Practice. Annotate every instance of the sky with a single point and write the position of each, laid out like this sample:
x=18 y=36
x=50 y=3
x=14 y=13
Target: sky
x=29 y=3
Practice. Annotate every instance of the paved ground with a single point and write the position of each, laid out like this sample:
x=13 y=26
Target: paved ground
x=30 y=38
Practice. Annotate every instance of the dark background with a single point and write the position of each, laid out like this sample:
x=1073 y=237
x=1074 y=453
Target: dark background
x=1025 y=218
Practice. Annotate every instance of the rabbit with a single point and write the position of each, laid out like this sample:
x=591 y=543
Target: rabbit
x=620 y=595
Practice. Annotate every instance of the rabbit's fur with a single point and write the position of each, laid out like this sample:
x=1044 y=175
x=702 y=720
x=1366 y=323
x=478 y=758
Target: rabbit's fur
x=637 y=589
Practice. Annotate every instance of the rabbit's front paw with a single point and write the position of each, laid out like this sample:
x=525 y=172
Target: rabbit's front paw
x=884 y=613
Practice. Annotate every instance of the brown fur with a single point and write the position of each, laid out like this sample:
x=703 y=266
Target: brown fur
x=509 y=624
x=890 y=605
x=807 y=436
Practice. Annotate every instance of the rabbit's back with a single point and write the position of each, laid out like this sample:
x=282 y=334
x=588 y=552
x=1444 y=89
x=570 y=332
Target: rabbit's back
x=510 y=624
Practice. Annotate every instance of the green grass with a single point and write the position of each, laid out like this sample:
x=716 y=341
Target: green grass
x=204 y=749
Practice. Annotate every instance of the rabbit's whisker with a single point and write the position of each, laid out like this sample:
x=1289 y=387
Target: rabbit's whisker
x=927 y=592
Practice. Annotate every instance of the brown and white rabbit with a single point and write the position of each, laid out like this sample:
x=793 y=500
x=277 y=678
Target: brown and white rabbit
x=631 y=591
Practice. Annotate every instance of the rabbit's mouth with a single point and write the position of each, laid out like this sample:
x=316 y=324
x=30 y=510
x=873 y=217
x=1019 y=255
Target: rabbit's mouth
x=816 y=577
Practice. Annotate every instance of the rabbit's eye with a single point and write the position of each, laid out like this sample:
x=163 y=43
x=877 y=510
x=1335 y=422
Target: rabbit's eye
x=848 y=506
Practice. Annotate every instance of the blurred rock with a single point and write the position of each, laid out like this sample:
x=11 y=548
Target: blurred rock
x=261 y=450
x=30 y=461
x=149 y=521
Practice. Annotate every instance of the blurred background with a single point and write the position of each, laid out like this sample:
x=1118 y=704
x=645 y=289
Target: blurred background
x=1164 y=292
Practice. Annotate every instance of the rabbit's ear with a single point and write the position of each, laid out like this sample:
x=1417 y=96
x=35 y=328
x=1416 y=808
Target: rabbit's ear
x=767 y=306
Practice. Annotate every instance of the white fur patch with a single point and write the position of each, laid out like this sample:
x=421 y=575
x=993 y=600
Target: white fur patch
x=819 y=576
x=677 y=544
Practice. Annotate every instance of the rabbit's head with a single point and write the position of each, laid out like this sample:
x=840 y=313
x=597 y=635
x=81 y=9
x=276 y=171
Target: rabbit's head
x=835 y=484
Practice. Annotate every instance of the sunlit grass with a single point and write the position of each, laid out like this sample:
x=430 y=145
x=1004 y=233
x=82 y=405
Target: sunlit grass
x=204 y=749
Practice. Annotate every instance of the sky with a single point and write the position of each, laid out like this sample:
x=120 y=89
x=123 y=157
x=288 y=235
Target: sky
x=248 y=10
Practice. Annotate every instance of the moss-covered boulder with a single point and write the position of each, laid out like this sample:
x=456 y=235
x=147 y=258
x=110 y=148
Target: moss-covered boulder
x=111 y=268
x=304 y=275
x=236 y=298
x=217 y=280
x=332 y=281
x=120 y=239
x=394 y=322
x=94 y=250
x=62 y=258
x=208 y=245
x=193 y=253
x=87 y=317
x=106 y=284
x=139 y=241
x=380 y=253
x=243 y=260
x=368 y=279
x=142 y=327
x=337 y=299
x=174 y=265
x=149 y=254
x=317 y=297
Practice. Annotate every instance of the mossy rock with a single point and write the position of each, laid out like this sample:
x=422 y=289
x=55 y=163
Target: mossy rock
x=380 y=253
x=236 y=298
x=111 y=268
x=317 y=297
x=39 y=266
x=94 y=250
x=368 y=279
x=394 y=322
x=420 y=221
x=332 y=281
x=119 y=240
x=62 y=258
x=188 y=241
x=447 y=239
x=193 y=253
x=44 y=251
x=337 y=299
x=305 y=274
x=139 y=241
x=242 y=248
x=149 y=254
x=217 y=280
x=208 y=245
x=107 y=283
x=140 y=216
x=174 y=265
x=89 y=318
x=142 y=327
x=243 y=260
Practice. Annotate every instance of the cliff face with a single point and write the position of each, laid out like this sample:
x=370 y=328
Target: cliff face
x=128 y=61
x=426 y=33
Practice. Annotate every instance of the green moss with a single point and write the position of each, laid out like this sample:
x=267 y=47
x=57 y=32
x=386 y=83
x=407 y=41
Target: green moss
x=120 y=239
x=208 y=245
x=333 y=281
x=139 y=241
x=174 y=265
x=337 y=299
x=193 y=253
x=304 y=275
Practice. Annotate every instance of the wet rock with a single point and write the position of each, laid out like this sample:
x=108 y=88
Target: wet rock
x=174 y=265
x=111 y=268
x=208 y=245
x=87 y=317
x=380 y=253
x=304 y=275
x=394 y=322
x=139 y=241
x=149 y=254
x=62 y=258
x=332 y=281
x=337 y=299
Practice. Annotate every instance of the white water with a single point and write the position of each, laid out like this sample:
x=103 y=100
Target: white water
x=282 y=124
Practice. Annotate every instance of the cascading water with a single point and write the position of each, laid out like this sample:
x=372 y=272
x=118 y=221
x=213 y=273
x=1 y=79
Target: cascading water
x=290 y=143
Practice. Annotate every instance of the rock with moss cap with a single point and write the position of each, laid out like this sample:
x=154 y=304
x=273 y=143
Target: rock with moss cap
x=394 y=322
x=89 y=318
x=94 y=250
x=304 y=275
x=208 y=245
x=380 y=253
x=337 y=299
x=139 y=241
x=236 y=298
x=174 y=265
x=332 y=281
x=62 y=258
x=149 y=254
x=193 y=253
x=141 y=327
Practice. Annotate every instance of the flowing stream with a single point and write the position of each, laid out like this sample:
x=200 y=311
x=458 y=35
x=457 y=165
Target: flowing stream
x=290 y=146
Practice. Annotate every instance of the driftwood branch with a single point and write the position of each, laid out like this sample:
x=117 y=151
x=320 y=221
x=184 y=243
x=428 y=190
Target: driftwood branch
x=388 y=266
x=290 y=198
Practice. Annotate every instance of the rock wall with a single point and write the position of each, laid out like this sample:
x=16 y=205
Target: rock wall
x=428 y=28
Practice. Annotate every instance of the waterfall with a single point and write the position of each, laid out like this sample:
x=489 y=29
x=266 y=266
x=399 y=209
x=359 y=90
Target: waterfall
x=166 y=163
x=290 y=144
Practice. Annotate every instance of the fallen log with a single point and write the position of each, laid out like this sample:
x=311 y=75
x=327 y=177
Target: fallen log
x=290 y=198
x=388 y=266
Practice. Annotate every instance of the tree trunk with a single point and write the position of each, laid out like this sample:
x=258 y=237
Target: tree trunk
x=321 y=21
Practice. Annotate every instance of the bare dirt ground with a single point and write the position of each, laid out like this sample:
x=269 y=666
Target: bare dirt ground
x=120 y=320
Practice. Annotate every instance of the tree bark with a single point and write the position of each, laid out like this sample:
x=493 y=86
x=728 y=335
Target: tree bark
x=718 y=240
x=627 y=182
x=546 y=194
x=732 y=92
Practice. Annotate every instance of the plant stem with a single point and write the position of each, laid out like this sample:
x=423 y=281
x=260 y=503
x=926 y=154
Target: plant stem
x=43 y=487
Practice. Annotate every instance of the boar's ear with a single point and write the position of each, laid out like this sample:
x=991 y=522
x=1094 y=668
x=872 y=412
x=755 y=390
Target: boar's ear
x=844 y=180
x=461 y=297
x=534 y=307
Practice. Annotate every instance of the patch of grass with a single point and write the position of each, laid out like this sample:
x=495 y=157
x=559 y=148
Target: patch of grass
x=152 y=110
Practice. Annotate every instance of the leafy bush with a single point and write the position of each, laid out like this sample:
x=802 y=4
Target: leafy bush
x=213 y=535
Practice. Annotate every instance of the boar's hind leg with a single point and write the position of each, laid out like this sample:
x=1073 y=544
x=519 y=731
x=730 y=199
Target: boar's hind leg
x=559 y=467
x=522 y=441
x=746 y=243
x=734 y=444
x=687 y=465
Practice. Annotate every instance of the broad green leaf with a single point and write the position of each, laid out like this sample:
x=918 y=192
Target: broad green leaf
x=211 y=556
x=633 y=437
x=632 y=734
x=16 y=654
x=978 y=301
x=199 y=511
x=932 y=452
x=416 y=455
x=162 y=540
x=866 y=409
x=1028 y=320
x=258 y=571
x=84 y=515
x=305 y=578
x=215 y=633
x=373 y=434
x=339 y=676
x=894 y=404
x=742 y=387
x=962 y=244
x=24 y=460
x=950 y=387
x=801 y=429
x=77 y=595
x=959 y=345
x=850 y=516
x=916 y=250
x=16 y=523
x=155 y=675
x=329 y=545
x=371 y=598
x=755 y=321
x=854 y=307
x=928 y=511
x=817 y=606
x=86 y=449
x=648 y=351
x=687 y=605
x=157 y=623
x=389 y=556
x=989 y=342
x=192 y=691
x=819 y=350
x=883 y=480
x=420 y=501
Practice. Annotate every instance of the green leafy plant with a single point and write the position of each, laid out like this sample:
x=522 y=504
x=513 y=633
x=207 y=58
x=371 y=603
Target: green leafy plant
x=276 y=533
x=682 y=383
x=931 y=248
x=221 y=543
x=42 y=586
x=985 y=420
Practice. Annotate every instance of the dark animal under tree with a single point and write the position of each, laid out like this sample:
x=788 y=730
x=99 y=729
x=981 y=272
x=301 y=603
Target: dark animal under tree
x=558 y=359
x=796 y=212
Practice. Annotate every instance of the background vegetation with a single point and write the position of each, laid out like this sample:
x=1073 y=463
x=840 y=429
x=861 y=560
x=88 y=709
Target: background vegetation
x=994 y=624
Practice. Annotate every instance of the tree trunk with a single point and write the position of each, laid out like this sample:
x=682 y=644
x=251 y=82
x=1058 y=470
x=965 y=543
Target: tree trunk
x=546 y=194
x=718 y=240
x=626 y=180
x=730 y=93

**DESCRIPTION OF THE TASK**
Go through the listing above and write out exactly the lines starting with the one holding "x=288 y=235" and running through the one holding "x=110 y=148", ends included, and no others.

**ANSWER BOX**
x=288 y=235
Target: sky
x=248 y=10
Practice. Annotate every instance of the moss-covered boulder with a single point and write the position of each, laid out like this sample:
x=456 y=235
x=147 y=258
x=110 y=148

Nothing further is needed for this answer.